● **WHAT YOU ARE ASKED TO DO**: Identify each line in the rows below that contains the word "white", and copy those lines out in full.

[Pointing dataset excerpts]
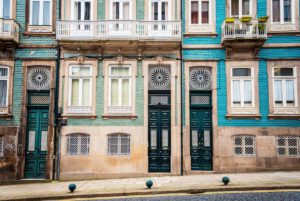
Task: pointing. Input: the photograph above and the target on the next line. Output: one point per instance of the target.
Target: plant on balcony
(263, 19)
(246, 19)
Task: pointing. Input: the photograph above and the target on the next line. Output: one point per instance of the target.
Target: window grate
(78, 144)
(118, 144)
(288, 146)
(244, 146)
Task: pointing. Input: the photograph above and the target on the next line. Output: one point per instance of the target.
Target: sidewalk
(136, 186)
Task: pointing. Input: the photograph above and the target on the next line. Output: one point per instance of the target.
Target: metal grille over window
(288, 146)
(200, 79)
(244, 146)
(78, 144)
(159, 77)
(200, 100)
(159, 100)
(38, 78)
(118, 144)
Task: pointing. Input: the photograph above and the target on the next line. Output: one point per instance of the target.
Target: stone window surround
(287, 27)
(133, 65)
(201, 28)
(65, 75)
(43, 29)
(281, 64)
(10, 64)
(253, 110)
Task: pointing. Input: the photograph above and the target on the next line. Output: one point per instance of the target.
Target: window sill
(284, 116)
(243, 116)
(119, 116)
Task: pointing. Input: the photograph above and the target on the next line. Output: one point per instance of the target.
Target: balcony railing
(9, 30)
(118, 30)
(244, 30)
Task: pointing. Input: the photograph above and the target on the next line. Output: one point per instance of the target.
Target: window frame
(200, 13)
(281, 12)
(242, 79)
(283, 84)
(41, 12)
(119, 78)
(119, 137)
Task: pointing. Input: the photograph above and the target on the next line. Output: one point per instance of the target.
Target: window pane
(75, 92)
(3, 93)
(248, 92)
(86, 92)
(125, 92)
(114, 92)
(205, 14)
(234, 7)
(246, 7)
(287, 10)
(241, 72)
(283, 72)
(35, 12)
(46, 13)
(276, 10)
(194, 14)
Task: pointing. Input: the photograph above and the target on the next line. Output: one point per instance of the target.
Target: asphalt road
(245, 196)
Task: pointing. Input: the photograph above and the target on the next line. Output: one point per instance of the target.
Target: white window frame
(283, 84)
(79, 136)
(199, 12)
(1, 9)
(7, 80)
(41, 13)
(287, 146)
(121, 8)
(242, 79)
(119, 137)
(282, 13)
(159, 9)
(80, 78)
(128, 108)
(244, 146)
(82, 7)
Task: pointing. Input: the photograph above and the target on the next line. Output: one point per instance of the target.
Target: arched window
(244, 145)
(118, 144)
(78, 144)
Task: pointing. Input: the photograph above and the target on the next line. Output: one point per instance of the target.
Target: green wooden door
(201, 134)
(36, 143)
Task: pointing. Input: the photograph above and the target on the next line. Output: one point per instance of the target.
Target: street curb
(156, 192)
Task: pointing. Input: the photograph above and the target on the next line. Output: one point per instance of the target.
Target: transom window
(80, 89)
(288, 146)
(242, 87)
(78, 144)
(4, 80)
(5, 9)
(200, 11)
(40, 12)
(118, 144)
(282, 11)
(284, 87)
(244, 145)
(119, 89)
(239, 8)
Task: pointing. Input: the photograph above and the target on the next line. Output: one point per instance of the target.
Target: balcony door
(160, 11)
(120, 14)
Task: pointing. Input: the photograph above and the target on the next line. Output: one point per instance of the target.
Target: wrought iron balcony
(238, 30)
(69, 30)
(9, 30)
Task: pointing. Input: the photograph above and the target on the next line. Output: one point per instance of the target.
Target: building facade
(27, 88)
(241, 85)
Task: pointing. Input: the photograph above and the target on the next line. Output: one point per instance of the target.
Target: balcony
(9, 30)
(250, 32)
(118, 30)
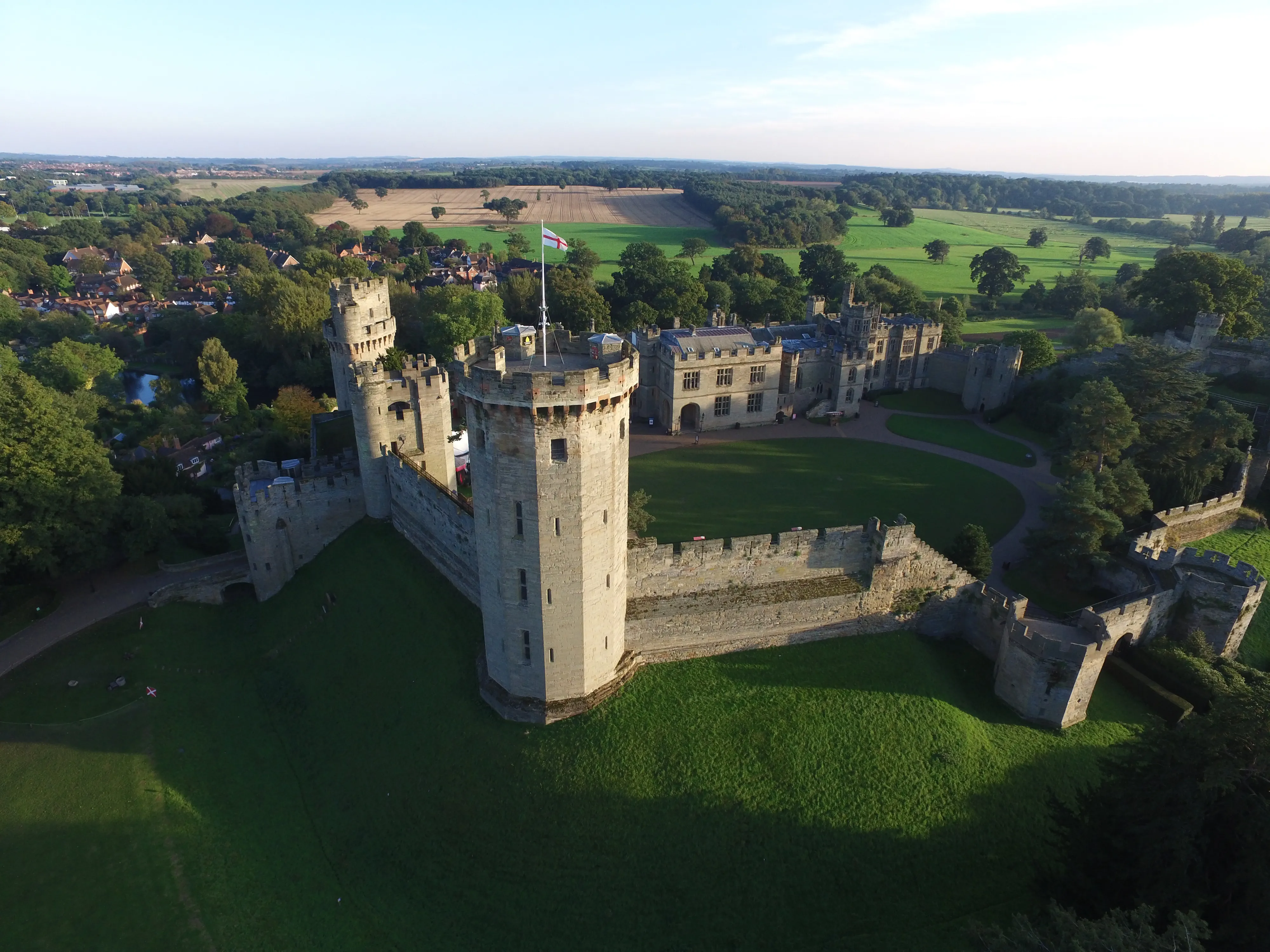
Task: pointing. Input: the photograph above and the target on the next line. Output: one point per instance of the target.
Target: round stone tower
(360, 328)
(549, 463)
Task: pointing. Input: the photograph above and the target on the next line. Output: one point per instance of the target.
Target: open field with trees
(751, 487)
(465, 206)
(229, 188)
(304, 783)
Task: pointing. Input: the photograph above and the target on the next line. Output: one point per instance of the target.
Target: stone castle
(572, 607)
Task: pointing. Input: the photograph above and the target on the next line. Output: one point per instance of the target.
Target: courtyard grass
(1254, 548)
(335, 781)
(752, 487)
(928, 400)
(962, 435)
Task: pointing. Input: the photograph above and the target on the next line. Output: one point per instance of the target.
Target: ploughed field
(332, 781)
(464, 206)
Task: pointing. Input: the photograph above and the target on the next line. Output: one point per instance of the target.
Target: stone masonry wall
(438, 522)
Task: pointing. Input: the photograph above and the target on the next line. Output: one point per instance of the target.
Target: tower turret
(361, 328)
(549, 460)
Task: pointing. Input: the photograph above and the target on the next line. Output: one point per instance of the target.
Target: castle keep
(572, 609)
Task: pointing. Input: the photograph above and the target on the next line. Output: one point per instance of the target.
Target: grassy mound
(962, 435)
(333, 781)
(752, 487)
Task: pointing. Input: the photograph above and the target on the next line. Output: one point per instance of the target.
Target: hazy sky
(1073, 87)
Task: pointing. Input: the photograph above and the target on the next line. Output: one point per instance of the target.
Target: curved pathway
(1034, 483)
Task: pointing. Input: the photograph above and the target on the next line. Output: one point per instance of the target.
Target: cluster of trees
(1145, 436)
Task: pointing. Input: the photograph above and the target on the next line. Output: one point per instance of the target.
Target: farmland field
(228, 188)
(317, 781)
(577, 204)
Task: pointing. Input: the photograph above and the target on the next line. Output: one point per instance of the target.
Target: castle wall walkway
(1036, 484)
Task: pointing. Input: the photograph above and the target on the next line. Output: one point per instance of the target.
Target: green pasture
(928, 400)
(333, 781)
(1254, 548)
(962, 435)
(752, 487)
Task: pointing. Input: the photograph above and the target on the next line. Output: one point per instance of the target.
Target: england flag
(553, 241)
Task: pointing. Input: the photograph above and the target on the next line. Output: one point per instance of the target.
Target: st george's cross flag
(553, 241)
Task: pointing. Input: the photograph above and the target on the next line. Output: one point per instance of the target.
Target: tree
(294, 409)
(938, 251)
(826, 271)
(218, 373)
(582, 258)
(1094, 248)
(58, 491)
(1038, 350)
(638, 517)
(1186, 284)
(996, 272)
(692, 248)
(1095, 328)
(1099, 426)
(1182, 821)
(1074, 293)
(1064, 931)
(575, 303)
(518, 246)
(972, 552)
(510, 209)
(70, 366)
(897, 218)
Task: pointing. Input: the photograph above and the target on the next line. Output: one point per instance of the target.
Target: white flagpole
(543, 258)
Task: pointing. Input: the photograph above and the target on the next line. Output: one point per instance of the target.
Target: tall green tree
(218, 373)
(58, 491)
(1099, 426)
(938, 251)
(996, 272)
(1038, 350)
(1095, 328)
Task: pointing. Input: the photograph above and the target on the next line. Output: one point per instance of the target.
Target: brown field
(577, 204)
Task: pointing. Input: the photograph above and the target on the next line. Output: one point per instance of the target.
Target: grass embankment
(332, 783)
(1254, 548)
(928, 400)
(962, 435)
(747, 488)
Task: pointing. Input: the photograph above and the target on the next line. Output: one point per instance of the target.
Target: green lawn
(1254, 548)
(962, 435)
(335, 783)
(747, 488)
(928, 400)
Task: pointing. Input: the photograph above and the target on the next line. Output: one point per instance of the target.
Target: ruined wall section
(438, 522)
(719, 596)
(289, 520)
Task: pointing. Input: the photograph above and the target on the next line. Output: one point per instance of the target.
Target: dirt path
(1036, 484)
(87, 601)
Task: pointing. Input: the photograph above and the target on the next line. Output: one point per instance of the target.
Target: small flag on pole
(553, 241)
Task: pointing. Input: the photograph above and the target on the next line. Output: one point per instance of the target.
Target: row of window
(723, 378)
(754, 404)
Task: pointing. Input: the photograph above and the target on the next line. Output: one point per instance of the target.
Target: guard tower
(360, 328)
(549, 460)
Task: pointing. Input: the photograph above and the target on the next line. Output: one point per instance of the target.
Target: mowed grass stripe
(752, 487)
(962, 435)
(866, 790)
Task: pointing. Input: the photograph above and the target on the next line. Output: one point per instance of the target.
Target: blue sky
(1073, 87)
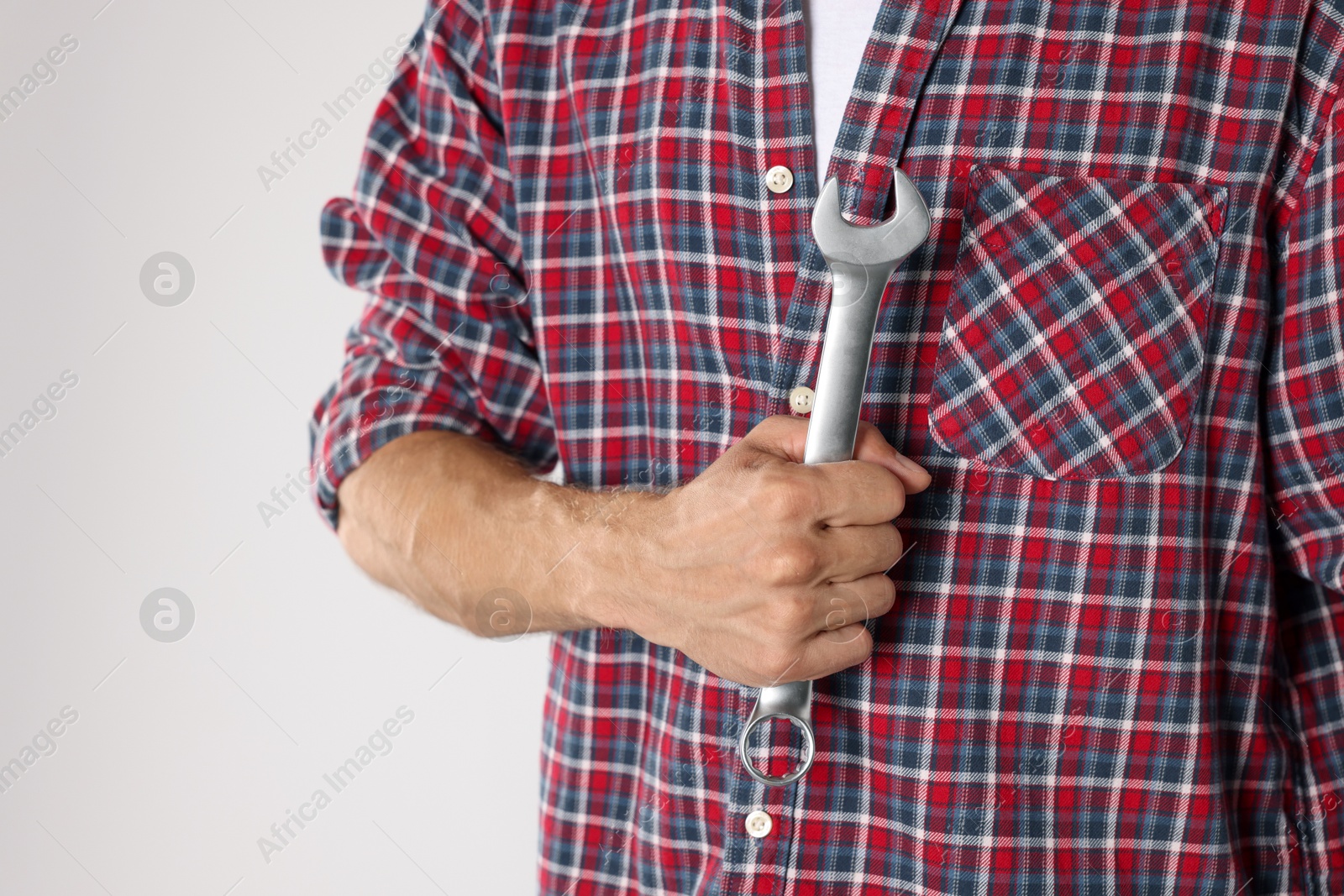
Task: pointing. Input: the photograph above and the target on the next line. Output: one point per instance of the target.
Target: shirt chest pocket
(1073, 343)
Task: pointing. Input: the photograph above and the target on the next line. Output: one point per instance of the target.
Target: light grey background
(151, 472)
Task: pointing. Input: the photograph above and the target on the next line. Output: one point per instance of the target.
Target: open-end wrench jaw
(885, 244)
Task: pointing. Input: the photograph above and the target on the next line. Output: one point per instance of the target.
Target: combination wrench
(862, 261)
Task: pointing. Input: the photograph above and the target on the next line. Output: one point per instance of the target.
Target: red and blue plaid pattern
(1073, 343)
(1116, 663)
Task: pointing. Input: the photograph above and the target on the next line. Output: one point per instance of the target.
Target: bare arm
(445, 517)
(759, 567)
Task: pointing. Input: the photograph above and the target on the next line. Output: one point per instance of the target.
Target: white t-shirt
(837, 33)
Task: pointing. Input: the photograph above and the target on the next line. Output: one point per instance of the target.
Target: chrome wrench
(862, 261)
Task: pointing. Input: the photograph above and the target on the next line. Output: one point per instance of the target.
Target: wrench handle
(843, 371)
(842, 375)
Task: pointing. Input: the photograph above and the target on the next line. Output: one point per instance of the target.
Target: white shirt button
(800, 399)
(759, 824)
(779, 179)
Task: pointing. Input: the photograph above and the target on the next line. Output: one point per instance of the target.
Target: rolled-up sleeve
(1305, 385)
(445, 342)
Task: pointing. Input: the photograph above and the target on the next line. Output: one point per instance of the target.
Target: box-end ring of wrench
(862, 261)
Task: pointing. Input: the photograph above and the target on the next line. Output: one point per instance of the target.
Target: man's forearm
(759, 569)
(445, 519)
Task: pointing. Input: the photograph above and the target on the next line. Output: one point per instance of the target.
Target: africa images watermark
(44, 745)
(380, 71)
(44, 409)
(380, 743)
(44, 73)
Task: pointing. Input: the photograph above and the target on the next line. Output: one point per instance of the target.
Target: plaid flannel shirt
(1116, 660)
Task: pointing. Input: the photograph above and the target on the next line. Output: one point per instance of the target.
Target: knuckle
(788, 618)
(786, 496)
(886, 595)
(795, 560)
(898, 497)
(776, 663)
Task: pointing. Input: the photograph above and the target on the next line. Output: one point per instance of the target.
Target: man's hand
(763, 569)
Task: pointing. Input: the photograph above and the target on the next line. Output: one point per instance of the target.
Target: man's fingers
(851, 553)
(785, 437)
(857, 493)
(831, 652)
(850, 602)
(871, 445)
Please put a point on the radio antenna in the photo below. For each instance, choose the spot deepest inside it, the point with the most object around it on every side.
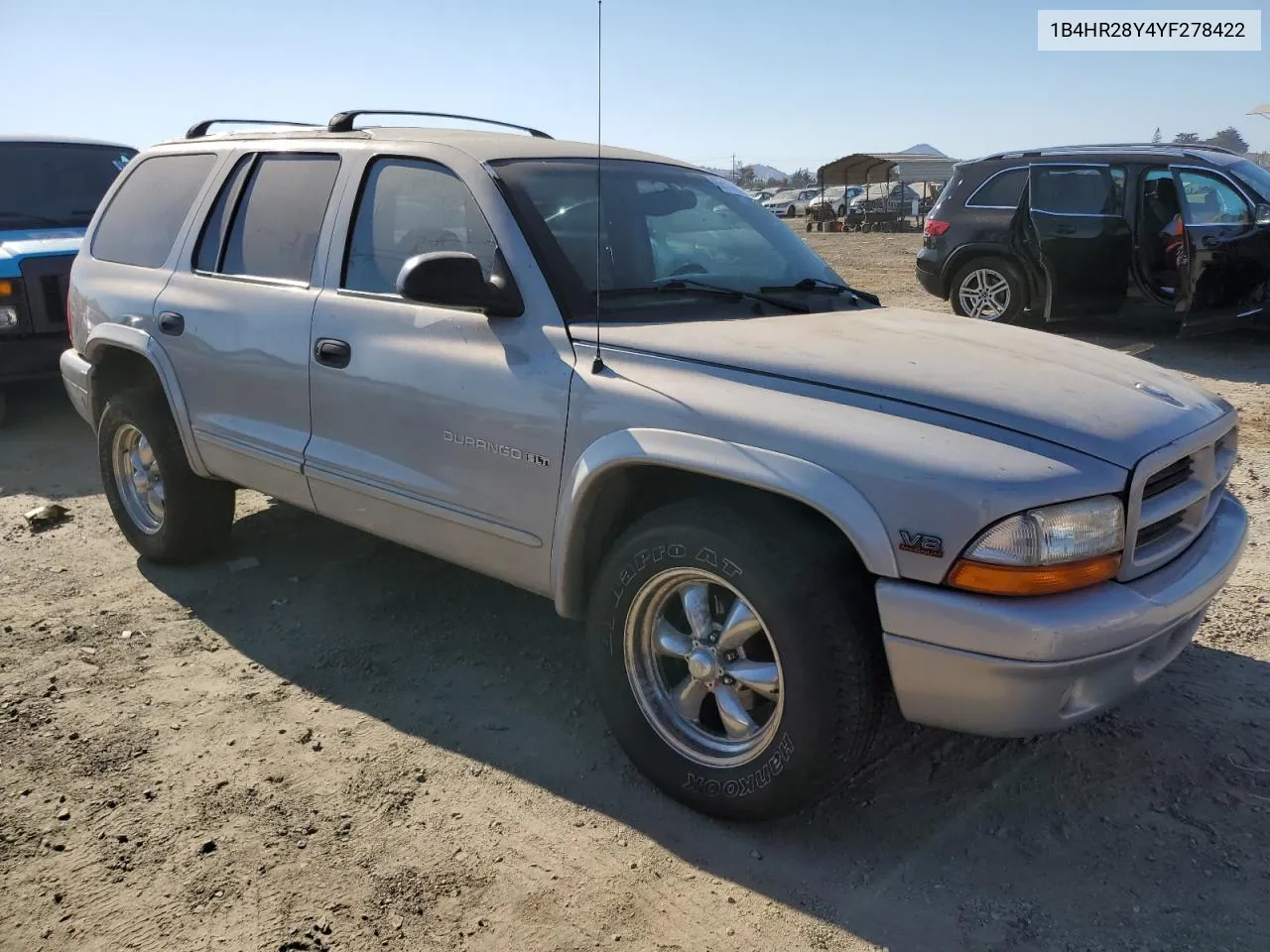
(598, 363)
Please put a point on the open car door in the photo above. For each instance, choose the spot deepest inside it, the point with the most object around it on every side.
(1225, 255)
(1079, 238)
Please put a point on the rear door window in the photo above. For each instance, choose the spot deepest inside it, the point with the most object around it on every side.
(1078, 189)
(411, 207)
(278, 218)
(145, 214)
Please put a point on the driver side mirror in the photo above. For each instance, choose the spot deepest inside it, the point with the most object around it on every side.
(456, 280)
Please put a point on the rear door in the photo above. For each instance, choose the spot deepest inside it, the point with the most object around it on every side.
(1225, 259)
(437, 426)
(1080, 236)
(235, 318)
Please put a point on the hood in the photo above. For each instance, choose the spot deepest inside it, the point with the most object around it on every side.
(27, 243)
(1078, 395)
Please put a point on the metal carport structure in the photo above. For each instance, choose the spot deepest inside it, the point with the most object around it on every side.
(878, 168)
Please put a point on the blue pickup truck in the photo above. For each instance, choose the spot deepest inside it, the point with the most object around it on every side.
(49, 190)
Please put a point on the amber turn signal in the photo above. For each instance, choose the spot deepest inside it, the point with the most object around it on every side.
(1033, 580)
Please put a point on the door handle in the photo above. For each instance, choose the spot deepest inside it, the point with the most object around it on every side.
(331, 352)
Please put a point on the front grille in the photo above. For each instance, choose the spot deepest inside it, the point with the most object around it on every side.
(1174, 494)
(1170, 476)
(48, 281)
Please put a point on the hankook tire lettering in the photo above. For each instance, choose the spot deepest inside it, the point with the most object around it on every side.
(751, 782)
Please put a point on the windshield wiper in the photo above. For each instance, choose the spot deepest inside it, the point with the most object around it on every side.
(679, 286)
(826, 287)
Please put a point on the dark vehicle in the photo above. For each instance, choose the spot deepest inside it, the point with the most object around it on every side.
(49, 191)
(1089, 230)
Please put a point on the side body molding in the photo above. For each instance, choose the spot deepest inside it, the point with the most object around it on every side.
(128, 338)
(762, 468)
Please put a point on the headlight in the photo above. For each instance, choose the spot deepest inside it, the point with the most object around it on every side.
(1043, 551)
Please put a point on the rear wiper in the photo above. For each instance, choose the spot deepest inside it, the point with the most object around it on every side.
(828, 287)
(679, 286)
(37, 218)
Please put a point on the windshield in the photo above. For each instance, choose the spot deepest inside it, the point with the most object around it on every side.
(1252, 176)
(53, 184)
(657, 222)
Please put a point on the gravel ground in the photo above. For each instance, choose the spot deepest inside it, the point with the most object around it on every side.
(329, 742)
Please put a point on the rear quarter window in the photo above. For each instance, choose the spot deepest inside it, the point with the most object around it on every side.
(1002, 190)
(146, 212)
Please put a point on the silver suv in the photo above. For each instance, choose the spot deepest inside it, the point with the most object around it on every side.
(626, 386)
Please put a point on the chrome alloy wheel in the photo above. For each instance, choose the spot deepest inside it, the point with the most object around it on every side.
(984, 295)
(137, 477)
(703, 667)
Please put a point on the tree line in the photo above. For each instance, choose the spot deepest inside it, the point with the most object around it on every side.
(1228, 137)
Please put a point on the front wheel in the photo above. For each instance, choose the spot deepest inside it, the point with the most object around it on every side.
(739, 671)
(166, 511)
(989, 290)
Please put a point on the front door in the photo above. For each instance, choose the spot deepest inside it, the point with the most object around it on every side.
(1080, 236)
(437, 426)
(1225, 255)
(235, 318)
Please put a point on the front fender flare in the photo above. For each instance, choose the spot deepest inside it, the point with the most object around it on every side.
(761, 468)
(123, 336)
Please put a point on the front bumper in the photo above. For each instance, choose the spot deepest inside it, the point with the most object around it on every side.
(1006, 666)
(76, 377)
(30, 357)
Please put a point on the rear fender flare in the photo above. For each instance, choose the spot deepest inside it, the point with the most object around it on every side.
(123, 336)
(784, 475)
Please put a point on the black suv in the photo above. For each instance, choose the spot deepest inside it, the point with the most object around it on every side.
(1087, 230)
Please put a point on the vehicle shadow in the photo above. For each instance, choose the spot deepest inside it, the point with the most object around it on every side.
(1074, 841)
(46, 449)
(1239, 356)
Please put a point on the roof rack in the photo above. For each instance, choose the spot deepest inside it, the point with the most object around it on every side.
(199, 128)
(343, 122)
(1162, 146)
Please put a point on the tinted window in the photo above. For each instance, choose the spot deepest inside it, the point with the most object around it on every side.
(275, 232)
(1210, 200)
(207, 254)
(1252, 176)
(46, 184)
(411, 207)
(1002, 190)
(1075, 190)
(146, 213)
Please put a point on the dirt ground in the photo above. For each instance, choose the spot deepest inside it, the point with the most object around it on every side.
(329, 742)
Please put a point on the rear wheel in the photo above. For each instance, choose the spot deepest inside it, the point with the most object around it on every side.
(989, 290)
(166, 511)
(740, 674)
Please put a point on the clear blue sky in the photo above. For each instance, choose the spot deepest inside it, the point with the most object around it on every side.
(789, 84)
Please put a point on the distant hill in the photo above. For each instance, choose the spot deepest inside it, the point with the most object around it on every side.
(761, 172)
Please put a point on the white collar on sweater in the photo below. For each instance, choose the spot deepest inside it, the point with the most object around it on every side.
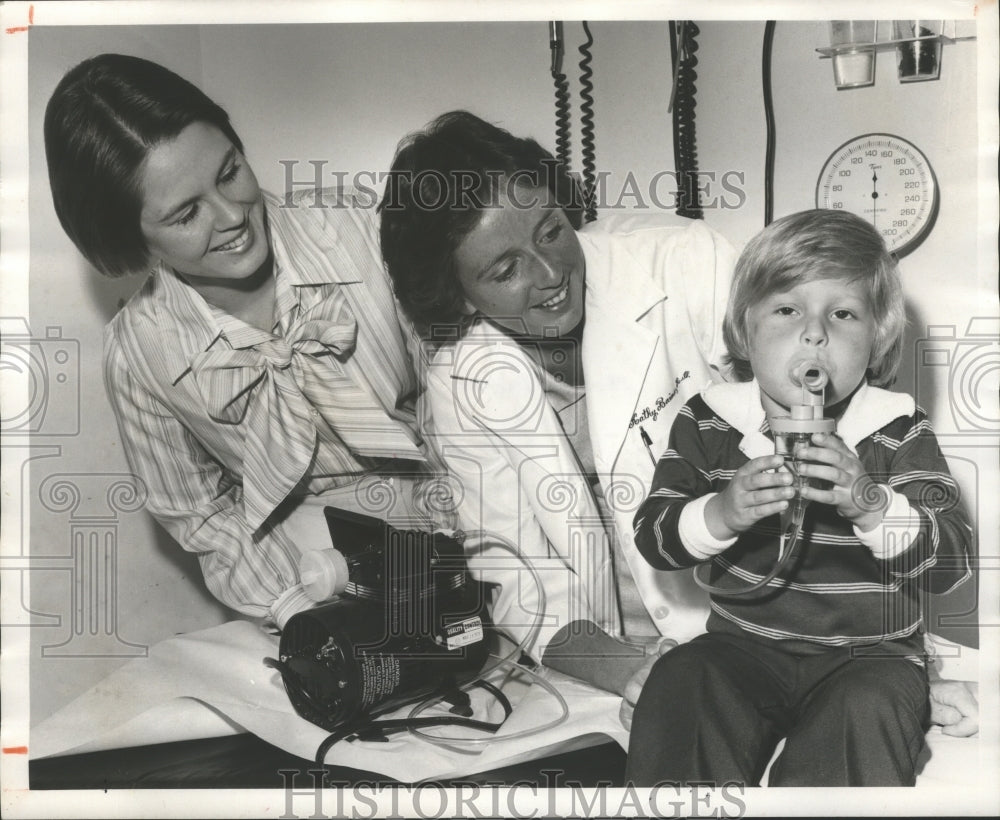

● **EXPECTED ANSWER**:
Target: white window frame
Target: white flagpole
Target: white t-shirt
Target: white shirt button
Please put a point on the white collar on sweater in the photo below. For each instance, choose the spot deepest inside it, the point with the most object around it on every side.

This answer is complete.